SELECTED PASSAGE
---------------
Benito Mussolini was a politician and journalist who eventually founded and was leader of the National Fascist Party, to then become Prime Minister of Italy up until his removal in 1943 during World War II. Initially Mussolini was a socialist and a member of the Italian Socialist Party, but was removed for his opinions and avocation for military and violent intervention during the events of World War I. This train of thought and ideology eventually led to his now well known fascist rule opposing egalitarianism and class conflict and supporting an extreme nationalism. While the movement that he led was based in radicalism and conservatism, what shone through was taking violent action. Arguments and debate surrounding opposition to fascism began to become silent through constant imprisonment, exile, and removal of people via deadly force. Divides in ideas concerning the implications of fascism arose in the period between World War I and World War II when it became clear the ideology was the difference between being involved in war or not.

Beyond what is or has happened in Italy or other nations across the water, the West can be found to have its own form of right leaning ideologies and politics through its own leaders. Trump has cemented himself in history through his term as president of the United States. His campaign was created and run based on a powerful sense of nationalism crafted through techniques of promising a restoration of the nation to a mystical former glory that it supposedly once held in its shockingly short history. To remedy the problems present and brought up by earlier leadership as well as promise of being above or tearing down supposed enemies of the nation are the tools that can be identified in any other instance of fascist or far-right rule beyond Mussolini or potentially Meloni.

With the impacts and lessons that can be learned from Trump’s time in office, western powers as well as European ones are fearful of a far-right rise, evident in the fervent support of Ukraine in it’s budding territory war with Russia. Liberal powers taking this action also creates the contrast and connection between opposing ideologies and right leaning ideology, not being in support of a foreign war becomes being against the potential of far-right rise, and so on and so forth to republicans becoming more and more far-right or even extremist.
---------------
Entries taken from a collection:

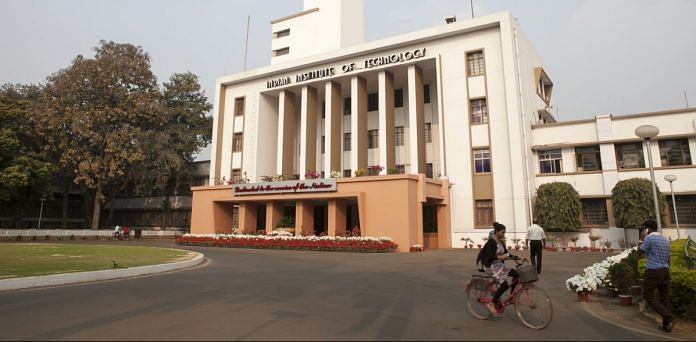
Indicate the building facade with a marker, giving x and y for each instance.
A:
(442, 127)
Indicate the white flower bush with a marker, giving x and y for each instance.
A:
(280, 233)
(596, 275)
(289, 236)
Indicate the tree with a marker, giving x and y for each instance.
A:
(170, 148)
(557, 207)
(99, 107)
(25, 171)
(632, 200)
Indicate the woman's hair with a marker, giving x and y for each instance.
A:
(498, 226)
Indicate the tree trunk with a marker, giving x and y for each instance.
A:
(64, 216)
(97, 207)
(110, 219)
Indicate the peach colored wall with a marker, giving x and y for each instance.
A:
(389, 206)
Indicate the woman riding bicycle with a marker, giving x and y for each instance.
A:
(493, 257)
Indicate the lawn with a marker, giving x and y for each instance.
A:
(27, 260)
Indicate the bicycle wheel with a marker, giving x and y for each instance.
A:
(474, 293)
(533, 307)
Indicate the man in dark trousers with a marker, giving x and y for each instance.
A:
(656, 276)
(536, 240)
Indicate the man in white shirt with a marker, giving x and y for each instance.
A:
(536, 240)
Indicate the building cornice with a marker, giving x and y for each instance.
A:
(435, 33)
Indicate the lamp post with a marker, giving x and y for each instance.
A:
(647, 132)
(42, 199)
(670, 179)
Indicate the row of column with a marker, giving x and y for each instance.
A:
(304, 217)
(332, 125)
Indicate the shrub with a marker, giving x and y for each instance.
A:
(621, 276)
(557, 207)
(633, 203)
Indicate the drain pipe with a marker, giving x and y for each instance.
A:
(524, 129)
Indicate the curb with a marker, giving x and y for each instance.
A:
(629, 325)
(83, 277)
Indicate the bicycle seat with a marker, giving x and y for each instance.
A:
(481, 275)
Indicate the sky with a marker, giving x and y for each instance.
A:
(604, 57)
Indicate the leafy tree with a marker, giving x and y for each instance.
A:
(99, 107)
(170, 148)
(25, 171)
(557, 207)
(632, 200)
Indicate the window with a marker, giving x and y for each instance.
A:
(427, 132)
(239, 106)
(398, 98)
(630, 156)
(401, 168)
(281, 33)
(686, 209)
(475, 63)
(484, 213)
(399, 135)
(594, 212)
(550, 161)
(237, 142)
(675, 152)
(588, 158)
(479, 111)
(372, 102)
(482, 160)
(373, 138)
(236, 175)
(281, 52)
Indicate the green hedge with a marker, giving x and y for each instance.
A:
(682, 290)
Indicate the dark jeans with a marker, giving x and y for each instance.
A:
(504, 286)
(535, 249)
(658, 279)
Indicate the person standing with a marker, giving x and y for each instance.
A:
(656, 248)
(536, 240)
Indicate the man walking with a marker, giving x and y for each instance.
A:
(656, 249)
(536, 239)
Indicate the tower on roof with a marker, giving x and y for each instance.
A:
(322, 26)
---------------
EXERCISE GOAL
Answer these questions from the passage on Mussolini and far-right politics:
1. Which party was Mussolini a member of before he founded the National Fascist Party?
2. In what year was Mussolini removed as Prime Minister of Italy?
3. Which country's war with Russia is named as drawing fervent support from western and European powers?

WRITTEN RESPONSE
1. The Italian Socialist Party
2. 1943
3. Ukraine